[[ DATA EXCERPTS open ]]

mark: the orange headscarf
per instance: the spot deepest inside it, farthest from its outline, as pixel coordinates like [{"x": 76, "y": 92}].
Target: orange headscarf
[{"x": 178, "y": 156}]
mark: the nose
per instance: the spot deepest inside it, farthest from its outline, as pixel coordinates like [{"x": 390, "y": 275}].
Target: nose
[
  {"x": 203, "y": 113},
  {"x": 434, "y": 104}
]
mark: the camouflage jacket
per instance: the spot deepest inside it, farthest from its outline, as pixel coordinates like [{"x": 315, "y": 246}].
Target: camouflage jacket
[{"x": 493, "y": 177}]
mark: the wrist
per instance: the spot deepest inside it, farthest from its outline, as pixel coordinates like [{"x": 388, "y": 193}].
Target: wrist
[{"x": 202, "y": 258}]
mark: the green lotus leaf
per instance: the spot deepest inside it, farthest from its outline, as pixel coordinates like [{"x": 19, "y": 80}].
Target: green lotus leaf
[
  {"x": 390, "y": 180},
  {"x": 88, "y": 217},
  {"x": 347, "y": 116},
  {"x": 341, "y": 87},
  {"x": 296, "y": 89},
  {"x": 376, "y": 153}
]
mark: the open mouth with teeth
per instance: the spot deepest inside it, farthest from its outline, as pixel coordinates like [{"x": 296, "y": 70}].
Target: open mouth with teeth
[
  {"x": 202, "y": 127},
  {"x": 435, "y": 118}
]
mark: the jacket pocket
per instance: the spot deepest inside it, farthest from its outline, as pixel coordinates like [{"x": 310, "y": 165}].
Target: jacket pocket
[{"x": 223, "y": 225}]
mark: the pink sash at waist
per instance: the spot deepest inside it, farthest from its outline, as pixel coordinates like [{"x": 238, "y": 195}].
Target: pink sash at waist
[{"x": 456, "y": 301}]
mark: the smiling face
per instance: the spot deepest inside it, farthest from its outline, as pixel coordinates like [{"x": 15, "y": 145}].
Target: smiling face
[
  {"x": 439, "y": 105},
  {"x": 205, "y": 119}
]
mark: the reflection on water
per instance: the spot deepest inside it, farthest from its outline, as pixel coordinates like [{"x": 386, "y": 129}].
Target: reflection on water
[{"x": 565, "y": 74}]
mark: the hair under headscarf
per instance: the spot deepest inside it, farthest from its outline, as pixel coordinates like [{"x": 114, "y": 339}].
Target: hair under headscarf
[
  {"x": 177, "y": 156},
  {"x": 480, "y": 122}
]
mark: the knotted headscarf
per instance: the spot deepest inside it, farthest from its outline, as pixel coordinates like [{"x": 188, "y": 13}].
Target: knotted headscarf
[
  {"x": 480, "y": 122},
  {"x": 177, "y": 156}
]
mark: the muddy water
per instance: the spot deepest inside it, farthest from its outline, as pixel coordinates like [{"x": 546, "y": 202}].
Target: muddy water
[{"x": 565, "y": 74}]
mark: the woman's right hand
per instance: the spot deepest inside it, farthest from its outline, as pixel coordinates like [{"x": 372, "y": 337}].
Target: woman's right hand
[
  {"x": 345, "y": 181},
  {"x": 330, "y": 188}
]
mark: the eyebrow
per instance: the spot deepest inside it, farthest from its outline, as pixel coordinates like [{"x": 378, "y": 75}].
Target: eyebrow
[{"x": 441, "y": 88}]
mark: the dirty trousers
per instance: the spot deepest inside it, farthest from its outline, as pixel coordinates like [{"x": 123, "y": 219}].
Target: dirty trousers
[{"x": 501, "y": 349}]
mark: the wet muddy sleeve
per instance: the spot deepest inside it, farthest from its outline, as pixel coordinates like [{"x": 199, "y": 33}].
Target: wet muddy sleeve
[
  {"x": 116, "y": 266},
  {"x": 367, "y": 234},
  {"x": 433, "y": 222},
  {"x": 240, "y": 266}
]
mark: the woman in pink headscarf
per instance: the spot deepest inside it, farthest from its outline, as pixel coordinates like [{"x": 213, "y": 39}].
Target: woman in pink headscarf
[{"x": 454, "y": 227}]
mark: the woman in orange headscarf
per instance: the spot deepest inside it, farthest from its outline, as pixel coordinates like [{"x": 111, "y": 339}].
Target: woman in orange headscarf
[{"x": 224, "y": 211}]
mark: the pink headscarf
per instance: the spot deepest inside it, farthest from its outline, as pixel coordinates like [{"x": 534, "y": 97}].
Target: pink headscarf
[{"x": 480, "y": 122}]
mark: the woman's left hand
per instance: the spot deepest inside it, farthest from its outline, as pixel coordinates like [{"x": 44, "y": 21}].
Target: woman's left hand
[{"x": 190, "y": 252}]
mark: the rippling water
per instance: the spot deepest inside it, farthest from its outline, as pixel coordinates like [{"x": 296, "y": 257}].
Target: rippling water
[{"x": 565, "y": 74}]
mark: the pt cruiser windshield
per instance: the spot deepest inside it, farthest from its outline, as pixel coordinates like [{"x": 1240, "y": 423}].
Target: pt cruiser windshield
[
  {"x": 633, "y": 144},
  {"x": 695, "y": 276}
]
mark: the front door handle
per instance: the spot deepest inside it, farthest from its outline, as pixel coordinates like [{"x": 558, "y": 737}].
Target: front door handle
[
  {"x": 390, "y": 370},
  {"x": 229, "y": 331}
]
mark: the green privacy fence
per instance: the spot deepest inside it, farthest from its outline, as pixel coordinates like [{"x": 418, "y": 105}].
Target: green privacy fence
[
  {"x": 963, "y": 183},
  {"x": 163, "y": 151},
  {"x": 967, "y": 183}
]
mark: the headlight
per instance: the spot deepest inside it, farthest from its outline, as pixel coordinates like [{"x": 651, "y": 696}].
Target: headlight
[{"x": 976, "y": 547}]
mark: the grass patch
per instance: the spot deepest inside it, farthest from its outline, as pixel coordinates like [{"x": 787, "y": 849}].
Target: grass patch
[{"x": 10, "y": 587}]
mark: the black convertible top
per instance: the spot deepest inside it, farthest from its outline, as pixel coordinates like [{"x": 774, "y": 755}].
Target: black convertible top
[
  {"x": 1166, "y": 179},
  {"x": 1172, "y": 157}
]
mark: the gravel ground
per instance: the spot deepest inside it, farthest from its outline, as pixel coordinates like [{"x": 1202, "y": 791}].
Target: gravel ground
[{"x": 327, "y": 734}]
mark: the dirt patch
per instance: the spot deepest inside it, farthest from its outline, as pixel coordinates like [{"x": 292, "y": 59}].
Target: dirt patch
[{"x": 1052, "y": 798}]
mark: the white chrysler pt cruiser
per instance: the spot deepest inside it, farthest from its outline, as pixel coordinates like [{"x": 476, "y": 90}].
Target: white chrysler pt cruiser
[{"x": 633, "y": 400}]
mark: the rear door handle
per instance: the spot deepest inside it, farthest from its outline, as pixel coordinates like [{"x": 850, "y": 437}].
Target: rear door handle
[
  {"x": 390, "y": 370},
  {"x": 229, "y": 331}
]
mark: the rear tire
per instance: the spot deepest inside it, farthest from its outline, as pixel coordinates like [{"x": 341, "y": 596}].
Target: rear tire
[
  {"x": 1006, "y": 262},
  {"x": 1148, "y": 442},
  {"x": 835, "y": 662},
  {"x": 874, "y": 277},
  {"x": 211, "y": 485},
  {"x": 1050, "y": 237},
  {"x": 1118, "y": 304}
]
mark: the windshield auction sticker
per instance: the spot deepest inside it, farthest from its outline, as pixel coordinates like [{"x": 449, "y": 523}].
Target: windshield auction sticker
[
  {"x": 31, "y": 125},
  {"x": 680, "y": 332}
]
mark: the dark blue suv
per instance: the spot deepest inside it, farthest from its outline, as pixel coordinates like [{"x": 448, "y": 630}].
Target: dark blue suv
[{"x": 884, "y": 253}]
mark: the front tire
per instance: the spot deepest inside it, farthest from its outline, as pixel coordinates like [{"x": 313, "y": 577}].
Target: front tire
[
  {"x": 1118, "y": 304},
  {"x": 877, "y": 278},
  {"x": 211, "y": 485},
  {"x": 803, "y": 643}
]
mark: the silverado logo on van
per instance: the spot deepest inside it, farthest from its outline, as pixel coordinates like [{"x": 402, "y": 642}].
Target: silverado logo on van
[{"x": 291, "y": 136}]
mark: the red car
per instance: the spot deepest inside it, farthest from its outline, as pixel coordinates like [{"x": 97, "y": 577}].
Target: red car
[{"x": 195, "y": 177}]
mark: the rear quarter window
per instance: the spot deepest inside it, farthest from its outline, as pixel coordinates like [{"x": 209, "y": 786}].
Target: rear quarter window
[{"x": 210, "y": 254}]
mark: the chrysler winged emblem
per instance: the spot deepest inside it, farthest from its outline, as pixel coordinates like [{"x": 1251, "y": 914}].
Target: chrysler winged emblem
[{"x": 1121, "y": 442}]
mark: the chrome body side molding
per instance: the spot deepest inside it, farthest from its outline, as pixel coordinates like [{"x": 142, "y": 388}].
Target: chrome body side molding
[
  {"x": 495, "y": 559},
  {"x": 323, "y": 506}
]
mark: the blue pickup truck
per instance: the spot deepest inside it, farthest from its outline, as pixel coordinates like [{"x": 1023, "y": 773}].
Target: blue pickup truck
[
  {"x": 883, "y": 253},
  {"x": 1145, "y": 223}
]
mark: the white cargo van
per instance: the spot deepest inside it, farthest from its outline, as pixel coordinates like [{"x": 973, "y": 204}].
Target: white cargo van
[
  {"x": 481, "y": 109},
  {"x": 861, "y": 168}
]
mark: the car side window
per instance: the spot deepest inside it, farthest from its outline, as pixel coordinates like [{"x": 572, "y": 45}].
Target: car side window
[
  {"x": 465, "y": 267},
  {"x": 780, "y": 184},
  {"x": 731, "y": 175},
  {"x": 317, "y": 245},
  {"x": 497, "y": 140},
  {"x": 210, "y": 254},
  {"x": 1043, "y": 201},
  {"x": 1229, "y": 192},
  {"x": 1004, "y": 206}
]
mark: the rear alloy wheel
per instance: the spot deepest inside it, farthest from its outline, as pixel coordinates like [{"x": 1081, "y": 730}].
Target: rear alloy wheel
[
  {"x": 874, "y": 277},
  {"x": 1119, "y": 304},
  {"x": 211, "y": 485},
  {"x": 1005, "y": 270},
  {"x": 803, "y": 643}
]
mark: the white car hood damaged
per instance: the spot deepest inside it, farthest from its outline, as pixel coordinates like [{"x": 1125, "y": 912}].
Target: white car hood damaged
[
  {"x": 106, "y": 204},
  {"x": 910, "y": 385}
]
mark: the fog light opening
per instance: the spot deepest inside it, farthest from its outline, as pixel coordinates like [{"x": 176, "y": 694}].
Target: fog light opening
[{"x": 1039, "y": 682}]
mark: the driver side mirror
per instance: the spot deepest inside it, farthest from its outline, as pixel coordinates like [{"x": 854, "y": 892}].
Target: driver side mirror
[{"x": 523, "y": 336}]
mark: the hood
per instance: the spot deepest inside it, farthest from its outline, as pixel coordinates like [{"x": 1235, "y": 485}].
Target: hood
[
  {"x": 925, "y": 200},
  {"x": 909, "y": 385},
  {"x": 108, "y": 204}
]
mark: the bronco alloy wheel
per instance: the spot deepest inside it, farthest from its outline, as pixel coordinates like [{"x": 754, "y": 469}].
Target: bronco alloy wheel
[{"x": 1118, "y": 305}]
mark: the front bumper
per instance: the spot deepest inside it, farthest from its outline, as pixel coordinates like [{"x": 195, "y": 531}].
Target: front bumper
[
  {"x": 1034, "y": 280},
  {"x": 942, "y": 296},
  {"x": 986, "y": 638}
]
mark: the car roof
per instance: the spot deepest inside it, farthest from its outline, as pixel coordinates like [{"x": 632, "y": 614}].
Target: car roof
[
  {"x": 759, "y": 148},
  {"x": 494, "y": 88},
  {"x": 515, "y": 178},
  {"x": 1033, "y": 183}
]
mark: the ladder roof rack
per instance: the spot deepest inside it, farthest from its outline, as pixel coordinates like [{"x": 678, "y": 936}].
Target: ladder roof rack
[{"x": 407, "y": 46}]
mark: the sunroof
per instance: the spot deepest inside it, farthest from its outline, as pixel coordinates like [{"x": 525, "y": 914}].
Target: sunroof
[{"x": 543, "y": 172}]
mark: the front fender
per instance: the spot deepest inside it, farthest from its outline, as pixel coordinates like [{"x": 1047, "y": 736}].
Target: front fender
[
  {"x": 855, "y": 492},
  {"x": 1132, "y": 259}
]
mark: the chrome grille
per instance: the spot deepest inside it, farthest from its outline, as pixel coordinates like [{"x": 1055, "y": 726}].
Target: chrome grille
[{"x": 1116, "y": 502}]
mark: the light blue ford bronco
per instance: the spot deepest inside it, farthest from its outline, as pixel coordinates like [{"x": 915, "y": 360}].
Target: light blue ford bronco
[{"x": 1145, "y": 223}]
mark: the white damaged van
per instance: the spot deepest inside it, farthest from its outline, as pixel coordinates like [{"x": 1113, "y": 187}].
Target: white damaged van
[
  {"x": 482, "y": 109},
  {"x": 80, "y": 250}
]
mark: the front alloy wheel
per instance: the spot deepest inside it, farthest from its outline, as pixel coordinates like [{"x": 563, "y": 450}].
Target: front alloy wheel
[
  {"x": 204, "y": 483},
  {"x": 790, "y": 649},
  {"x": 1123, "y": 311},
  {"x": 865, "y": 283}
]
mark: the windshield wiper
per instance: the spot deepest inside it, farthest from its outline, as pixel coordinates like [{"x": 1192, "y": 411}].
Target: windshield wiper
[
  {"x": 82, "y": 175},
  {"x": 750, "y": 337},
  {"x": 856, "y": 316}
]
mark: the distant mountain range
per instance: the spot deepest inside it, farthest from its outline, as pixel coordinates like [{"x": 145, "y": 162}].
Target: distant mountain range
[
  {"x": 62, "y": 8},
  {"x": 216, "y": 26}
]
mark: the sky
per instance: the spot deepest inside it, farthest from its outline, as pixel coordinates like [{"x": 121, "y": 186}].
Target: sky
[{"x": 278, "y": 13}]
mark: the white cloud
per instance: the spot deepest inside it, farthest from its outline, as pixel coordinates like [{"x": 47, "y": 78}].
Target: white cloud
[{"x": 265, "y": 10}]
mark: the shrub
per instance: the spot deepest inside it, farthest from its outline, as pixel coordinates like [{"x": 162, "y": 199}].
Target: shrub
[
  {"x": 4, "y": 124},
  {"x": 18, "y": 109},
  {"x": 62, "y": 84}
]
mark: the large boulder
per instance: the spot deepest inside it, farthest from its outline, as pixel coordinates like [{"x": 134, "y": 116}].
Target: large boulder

[[ DATA EXCERPTS closed ]]

Reproduce verbatim only the segment of the listing bounded by the line containing "Target: orange headscarf" and the line containing "mark: the jacket pocket", with both boundary lines included.

Target: orange headscarf
[{"x": 178, "y": 156}]
mark: the nose
per instance: the spot deepest inside it, farthest from its outline, as pixel coordinates like [{"x": 390, "y": 275}].
Target: nose
[
  {"x": 203, "y": 113},
  {"x": 434, "y": 104}
]
mark: the camouflage jacket
per instance: the spot deepest inside it, farthest from its outline, as pixel coordinates like [{"x": 315, "y": 246}].
Target: camouflage jacket
[{"x": 493, "y": 177}]
mark: the wrist
per instance: the spot deepest inside it, farthest from its outline, as pixel coordinates like [{"x": 388, "y": 193}].
Target: wrist
[{"x": 202, "y": 258}]
mark: the green lotus leaf
per instance: the spot deepest inside it, farthest from its outline, as pixel coordinates like [{"x": 19, "y": 80}].
Target: green lotus leaf
[
  {"x": 390, "y": 180},
  {"x": 88, "y": 217},
  {"x": 347, "y": 116},
  {"x": 341, "y": 87},
  {"x": 296, "y": 89},
  {"x": 376, "y": 153}
]
mark: the open mouth with teeth
per instance: the spot deepest inside it, farthest from its outline, as pixel coordinates like [{"x": 296, "y": 70}].
Target: open mouth with teeth
[
  {"x": 202, "y": 127},
  {"x": 435, "y": 118}
]
mark: the jacket pocket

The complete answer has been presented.